* **Supplied data**:
===============

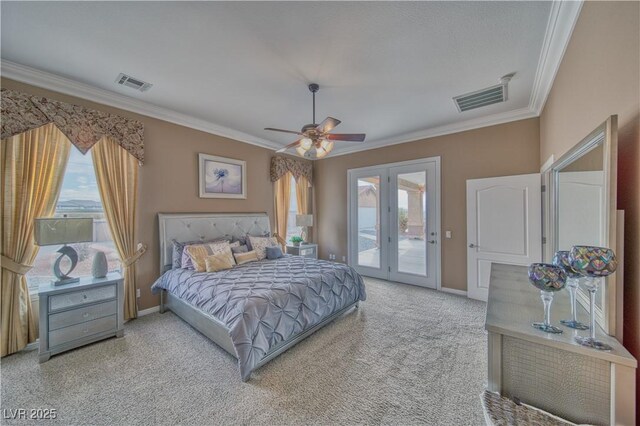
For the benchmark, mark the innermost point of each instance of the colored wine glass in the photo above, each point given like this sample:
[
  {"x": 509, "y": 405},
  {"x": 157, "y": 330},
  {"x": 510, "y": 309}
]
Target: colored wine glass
[
  {"x": 548, "y": 279},
  {"x": 561, "y": 259},
  {"x": 593, "y": 263}
]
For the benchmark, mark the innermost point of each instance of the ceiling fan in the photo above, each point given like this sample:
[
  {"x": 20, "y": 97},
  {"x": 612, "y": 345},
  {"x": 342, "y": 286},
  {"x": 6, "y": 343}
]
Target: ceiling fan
[{"x": 316, "y": 137}]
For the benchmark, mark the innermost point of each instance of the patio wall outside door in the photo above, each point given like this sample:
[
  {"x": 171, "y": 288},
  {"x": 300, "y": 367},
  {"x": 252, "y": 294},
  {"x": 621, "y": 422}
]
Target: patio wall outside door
[{"x": 394, "y": 221}]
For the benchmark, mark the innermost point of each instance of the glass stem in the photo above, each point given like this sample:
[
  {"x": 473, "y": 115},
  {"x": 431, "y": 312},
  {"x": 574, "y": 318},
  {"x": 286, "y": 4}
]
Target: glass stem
[
  {"x": 592, "y": 308},
  {"x": 572, "y": 286},
  {"x": 547, "y": 297}
]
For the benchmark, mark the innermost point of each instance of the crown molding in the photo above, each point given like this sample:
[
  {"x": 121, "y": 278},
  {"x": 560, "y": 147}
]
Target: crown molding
[
  {"x": 562, "y": 21},
  {"x": 447, "y": 129},
  {"x": 56, "y": 83}
]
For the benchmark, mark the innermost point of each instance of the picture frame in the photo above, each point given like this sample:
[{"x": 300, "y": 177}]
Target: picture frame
[{"x": 220, "y": 177}]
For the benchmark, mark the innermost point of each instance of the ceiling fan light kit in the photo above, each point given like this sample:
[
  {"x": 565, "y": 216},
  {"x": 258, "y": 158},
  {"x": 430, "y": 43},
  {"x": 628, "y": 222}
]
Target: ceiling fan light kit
[{"x": 315, "y": 140}]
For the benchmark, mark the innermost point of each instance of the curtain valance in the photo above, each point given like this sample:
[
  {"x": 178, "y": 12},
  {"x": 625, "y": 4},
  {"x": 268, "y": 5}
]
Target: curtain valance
[
  {"x": 83, "y": 126},
  {"x": 281, "y": 165}
]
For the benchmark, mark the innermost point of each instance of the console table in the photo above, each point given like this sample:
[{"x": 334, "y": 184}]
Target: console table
[{"x": 551, "y": 371}]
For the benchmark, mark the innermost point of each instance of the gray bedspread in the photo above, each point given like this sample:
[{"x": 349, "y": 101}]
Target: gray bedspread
[{"x": 267, "y": 302}]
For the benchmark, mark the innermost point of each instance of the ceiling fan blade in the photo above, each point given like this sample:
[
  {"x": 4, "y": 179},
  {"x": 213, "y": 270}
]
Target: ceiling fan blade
[
  {"x": 349, "y": 137},
  {"x": 291, "y": 145},
  {"x": 282, "y": 130},
  {"x": 327, "y": 125}
]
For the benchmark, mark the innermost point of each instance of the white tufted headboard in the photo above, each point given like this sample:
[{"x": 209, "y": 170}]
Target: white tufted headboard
[{"x": 184, "y": 227}]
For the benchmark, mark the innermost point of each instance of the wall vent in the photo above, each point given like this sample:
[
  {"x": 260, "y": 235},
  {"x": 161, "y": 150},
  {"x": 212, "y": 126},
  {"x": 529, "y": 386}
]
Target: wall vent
[
  {"x": 489, "y": 96},
  {"x": 134, "y": 83}
]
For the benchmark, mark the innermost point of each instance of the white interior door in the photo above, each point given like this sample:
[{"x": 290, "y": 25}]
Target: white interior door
[
  {"x": 413, "y": 248},
  {"x": 369, "y": 221},
  {"x": 504, "y": 221}
]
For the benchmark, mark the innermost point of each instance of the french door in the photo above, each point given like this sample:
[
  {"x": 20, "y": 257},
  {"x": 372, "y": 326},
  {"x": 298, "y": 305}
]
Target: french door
[{"x": 394, "y": 222}]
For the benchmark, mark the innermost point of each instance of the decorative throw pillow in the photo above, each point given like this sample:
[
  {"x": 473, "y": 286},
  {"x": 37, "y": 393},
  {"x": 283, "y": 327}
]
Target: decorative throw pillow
[
  {"x": 241, "y": 239},
  {"x": 178, "y": 250},
  {"x": 242, "y": 258},
  {"x": 247, "y": 239},
  {"x": 274, "y": 253},
  {"x": 239, "y": 249},
  {"x": 199, "y": 253},
  {"x": 260, "y": 244},
  {"x": 219, "y": 262},
  {"x": 185, "y": 261}
]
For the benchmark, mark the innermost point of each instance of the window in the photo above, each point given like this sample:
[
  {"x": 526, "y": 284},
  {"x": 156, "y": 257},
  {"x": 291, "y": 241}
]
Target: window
[
  {"x": 79, "y": 197},
  {"x": 292, "y": 229}
]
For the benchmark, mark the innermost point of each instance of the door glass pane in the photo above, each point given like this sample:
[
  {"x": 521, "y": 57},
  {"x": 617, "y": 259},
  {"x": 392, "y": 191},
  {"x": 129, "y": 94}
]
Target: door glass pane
[
  {"x": 369, "y": 221},
  {"x": 412, "y": 219}
]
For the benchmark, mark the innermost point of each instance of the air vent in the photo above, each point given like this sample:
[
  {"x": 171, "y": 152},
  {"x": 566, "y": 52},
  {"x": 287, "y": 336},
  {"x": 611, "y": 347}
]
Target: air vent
[
  {"x": 134, "y": 83},
  {"x": 489, "y": 96}
]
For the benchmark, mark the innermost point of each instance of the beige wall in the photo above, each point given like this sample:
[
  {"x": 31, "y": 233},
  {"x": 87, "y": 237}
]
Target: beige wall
[
  {"x": 169, "y": 179},
  {"x": 600, "y": 76},
  {"x": 507, "y": 149}
]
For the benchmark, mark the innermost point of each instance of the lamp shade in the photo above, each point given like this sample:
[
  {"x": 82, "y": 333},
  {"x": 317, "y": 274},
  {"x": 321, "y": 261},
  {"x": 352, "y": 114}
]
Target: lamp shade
[
  {"x": 304, "y": 220},
  {"x": 63, "y": 230}
]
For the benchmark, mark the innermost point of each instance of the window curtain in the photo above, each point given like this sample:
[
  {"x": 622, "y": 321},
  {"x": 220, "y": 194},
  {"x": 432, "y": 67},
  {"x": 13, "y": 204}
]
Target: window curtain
[
  {"x": 117, "y": 176},
  {"x": 283, "y": 200},
  {"x": 302, "y": 195},
  {"x": 33, "y": 165}
]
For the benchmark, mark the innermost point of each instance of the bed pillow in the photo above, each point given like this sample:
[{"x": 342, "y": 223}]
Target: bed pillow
[
  {"x": 274, "y": 253},
  {"x": 260, "y": 244},
  {"x": 239, "y": 249},
  {"x": 242, "y": 258},
  {"x": 199, "y": 253},
  {"x": 219, "y": 262},
  {"x": 247, "y": 239},
  {"x": 178, "y": 250}
]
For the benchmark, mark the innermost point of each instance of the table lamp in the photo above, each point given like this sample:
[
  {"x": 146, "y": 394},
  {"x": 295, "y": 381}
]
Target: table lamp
[
  {"x": 304, "y": 221},
  {"x": 63, "y": 230}
]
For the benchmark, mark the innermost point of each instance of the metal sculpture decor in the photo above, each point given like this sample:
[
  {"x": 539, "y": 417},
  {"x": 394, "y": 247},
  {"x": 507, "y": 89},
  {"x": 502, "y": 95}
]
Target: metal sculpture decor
[
  {"x": 548, "y": 279},
  {"x": 561, "y": 259},
  {"x": 593, "y": 263}
]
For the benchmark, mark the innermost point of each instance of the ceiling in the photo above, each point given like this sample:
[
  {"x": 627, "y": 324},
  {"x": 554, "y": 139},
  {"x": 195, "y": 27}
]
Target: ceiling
[{"x": 388, "y": 69}]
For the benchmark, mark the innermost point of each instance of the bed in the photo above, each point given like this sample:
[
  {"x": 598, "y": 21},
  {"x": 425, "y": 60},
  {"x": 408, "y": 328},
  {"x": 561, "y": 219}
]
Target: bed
[{"x": 257, "y": 310}]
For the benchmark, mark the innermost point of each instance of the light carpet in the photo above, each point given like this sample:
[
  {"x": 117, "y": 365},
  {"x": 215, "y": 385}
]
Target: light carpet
[{"x": 408, "y": 355}]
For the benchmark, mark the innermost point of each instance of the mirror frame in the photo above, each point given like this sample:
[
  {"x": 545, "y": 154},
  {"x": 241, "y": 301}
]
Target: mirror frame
[{"x": 607, "y": 134}]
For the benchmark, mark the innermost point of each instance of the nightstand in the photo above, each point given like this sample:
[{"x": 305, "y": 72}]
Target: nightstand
[
  {"x": 306, "y": 250},
  {"x": 73, "y": 315}
]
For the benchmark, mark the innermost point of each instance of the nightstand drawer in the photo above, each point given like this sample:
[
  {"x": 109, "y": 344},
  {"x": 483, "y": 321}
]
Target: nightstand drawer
[
  {"x": 77, "y": 298},
  {"x": 83, "y": 314},
  {"x": 78, "y": 331}
]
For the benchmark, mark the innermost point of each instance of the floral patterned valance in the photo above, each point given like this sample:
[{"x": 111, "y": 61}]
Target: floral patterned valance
[
  {"x": 83, "y": 126},
  {"x": 281, "y": 165}
]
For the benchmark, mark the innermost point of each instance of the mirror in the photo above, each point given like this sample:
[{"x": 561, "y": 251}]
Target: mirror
[{"x": 582, "y": 207}]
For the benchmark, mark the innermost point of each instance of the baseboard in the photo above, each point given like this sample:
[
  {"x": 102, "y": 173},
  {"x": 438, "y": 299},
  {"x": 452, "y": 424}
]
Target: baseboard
[
  {"x": 454, "y": 291},
  {"x": 32, "y": 346},
  {"x": 148, "y": 311}
]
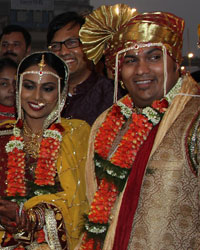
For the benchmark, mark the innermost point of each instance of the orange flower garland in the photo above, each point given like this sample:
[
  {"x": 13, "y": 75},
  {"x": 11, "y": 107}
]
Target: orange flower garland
[
  {"x": 111, "y": 169},
  {"x": 46, "y": 166}
]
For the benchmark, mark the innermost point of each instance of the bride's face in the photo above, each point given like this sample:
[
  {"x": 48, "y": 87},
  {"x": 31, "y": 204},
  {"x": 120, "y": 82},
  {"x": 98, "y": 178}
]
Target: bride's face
[{"x": 39, "y": 94}]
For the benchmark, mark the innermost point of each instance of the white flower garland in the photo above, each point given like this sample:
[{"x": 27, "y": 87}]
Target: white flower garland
[
  {"x": 53, "y": 134},
  {"x": 14, "y": 144}
]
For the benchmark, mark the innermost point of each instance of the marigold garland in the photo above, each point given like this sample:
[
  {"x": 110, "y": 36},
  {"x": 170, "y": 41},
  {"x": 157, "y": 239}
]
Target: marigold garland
[
  {"x": 112, "y": 170},
  {"x": 46, "y": 165}
]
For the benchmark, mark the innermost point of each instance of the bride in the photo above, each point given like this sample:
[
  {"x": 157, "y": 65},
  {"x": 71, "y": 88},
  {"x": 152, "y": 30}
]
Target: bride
[{"x": 42, "y": 160}]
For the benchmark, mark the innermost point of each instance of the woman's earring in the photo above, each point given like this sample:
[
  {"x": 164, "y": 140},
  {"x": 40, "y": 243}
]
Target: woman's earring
[{"x": 122, "y": 85}]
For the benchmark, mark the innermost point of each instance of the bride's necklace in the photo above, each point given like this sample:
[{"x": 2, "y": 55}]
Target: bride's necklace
[{"x": 32, "y": 144}]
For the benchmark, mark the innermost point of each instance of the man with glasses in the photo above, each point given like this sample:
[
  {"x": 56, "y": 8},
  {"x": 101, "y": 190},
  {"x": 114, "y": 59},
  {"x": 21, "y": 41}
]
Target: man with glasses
[{"x": 89, "y": 93}]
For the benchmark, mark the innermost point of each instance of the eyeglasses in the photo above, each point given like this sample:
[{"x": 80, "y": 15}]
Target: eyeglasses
[{"x": 69, "y": 43}]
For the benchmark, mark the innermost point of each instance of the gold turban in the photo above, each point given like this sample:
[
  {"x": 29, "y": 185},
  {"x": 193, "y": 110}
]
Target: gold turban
[
  {"x": 106, "y": 32},
  {"x": 100, "y": 27}
]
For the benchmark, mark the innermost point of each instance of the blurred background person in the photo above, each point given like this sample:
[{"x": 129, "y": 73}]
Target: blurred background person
[
  {"x": 90, "y": 93},
  {"x": 15, "y": 42},
  {"x": 8, "y": 70}
]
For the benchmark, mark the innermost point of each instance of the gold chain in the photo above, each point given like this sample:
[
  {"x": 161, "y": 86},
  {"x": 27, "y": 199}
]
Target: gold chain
[{"x": 32, "y": 144}]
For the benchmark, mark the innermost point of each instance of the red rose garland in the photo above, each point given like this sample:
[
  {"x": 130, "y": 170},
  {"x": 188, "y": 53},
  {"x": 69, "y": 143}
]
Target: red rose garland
[
  {"x": 46, "y": 165},
  {"x": 122, "y": 159}
]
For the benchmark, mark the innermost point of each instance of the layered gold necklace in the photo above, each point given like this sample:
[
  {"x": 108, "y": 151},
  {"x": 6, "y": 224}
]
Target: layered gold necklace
[{"x": 32, "y": 142}]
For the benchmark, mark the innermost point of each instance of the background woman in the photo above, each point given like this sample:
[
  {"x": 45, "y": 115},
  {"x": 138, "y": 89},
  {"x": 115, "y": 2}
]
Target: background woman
[{"x": 42, "y": 161}]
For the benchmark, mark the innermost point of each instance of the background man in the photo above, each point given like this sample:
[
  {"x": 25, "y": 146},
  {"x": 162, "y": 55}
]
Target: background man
[
  {"x": 89, "y": 93},
  {"x": 15, "y": 42},
  {"x": 8, "y": 70},
  {"x": 146, "y": 146}
]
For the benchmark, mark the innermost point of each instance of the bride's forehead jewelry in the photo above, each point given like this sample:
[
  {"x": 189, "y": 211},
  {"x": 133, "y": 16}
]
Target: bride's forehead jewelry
[{"x": 41, "y": 65}]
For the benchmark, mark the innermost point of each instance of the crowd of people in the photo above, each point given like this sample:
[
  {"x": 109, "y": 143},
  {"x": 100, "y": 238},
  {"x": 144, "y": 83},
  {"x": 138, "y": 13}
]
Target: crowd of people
[{"x": 95, "y": 160}]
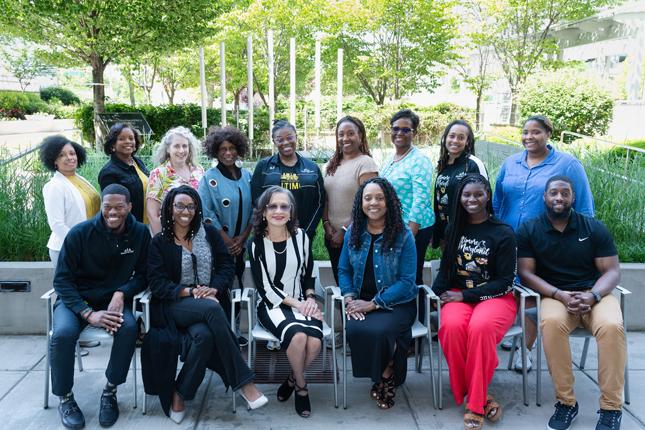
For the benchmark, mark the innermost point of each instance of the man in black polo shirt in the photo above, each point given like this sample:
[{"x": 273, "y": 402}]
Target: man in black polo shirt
[{"x": 571, "y": 260}]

===============

* **Goal of the exercise**: Locate the line containing "the background man" in the material above, then repeat it and every later line exactly, with no pictures.

* **Exercise result**:
For the benchmark, mark the innermost point of each instance of the background man in the photo above, each point given like this sample:
[
  {"x": 25, "y": 146},
  {"x": 162, "y": 55}
]
Target: background man
[
  {"x": 89, "y": 93},
  {"x": 15, "y": 42},
  {"x": 8, "y": 70},
  {"x": 146, "y": 146}
]
For the benchmark, mark the innermost point of each instance of the bride's forehead jewelry in the photo above, each point given like this sample:
[
  {"x": 189, "y": 211},
  {"x": 133, "y": 16}
]
Target: bride's forehead jewelry
[{"x": 41, "y": 65}]
For the benchmark, mark the innermost point of each instance of the crowd of people in the photo above, each point given like this sample:
[
  {"x": 109, "y": 143},
  {"x": 100, "y": 238},
  {"x": 144, "y": 83},
  {"x": 138, "y": 13}
]
Target: crowd of people
[{"x": 95, "y": 160}]
For the benchmark, mark the innermost point of each instance of the man in black polo shirt in the photo above, each point given like this sample:
[{"x": 273, "y": 402}]
Target: man in black polo shirt
[{"x": 571, "y": 260}]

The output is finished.